[Opening Supplied records section]

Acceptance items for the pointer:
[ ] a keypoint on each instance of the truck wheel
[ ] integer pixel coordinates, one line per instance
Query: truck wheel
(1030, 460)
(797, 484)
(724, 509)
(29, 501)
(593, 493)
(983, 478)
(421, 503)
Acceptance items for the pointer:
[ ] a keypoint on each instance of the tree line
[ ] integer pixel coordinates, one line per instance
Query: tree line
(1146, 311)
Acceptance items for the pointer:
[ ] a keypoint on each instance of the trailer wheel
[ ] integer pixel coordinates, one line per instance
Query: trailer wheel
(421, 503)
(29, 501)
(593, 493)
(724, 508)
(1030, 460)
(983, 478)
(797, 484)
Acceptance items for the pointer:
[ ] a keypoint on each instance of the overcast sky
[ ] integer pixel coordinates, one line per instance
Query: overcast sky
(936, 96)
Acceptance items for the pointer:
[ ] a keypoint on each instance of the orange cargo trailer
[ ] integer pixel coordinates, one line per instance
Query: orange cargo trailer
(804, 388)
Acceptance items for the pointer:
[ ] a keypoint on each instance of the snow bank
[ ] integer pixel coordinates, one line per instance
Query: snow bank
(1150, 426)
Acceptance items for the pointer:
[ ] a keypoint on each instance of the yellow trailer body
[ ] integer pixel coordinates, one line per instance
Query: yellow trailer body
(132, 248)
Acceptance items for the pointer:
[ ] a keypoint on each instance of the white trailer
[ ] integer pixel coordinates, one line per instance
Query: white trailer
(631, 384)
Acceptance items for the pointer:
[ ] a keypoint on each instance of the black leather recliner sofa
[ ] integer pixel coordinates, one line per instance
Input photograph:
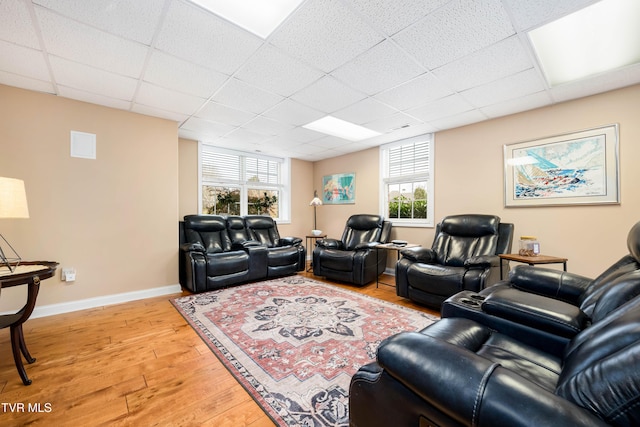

[Closing Supplied records section]

▶ _What is expected_: Please copy the lines above exactly as written, apart from any pictures.

▶ _Written response_:
Acceptance items for the pointer:
[ ] a keypoint on each instance of the truck wheel
[ ] integer pixel coordinates, one line per instance
Query: truck wheel
(1030, 460)
(797, 484)
(724, 509)
(29, 501)
(593, 493)
(983, 478)
(421, 503)
Acceptance items for the pointer:
[ ] a keypoint on each instance of the tree line
[ ] integer pixel coordinates, one line per instance
Query: tree line
(1146, 311)
Acceptance items for the pointer:
[ ] a keypoint on each instance of the trailer wheel
[ ] integer pixel coordinates, one line per instance
Query: trailer wheel
(421, 503)
(29, 501)
(593, 493)
(724, 508)
(1030, 460)
(983, 478)
(797, 484)
Acceptance items for the pointer:
[ ] a keypoint on each instance of the overcast sky
[ ] integer pixel coordinates, one line per instance
Query: overcast sky
(936, 96)
Acceptance items for the pointer:
[ ] a keypoint on each instance of the orange cargo trailer
[ ] integer pixel coordinates, one line per instance
Query: orange cargo trailer
(804, 388)
Acceptance items for the pointer:
[ ] a keypoint on each instance of the snow bank
[ ] integer pixel coordinates, one line per instance
Query: snow bank
(1150, 426)
Acceptance items for the pointer:
[ ] a keypoint on each instance of the yellow trailer body
[ ] integer pixel coordinates, one line per instance
Query: yellow trailer body
(132, 248)
Acceptance items for the pointer:
[ ] a keypoint on each instance of the white trailer
[ ] integer pixel coordinates, one line per instance
Query: white trailer
(631, 384)
Acceptance items for the pointer:
[ ] a keypoint on each instance of the black leather recliner sofa
[ ] integer pixel coordinates, one line per instance
Input photograph:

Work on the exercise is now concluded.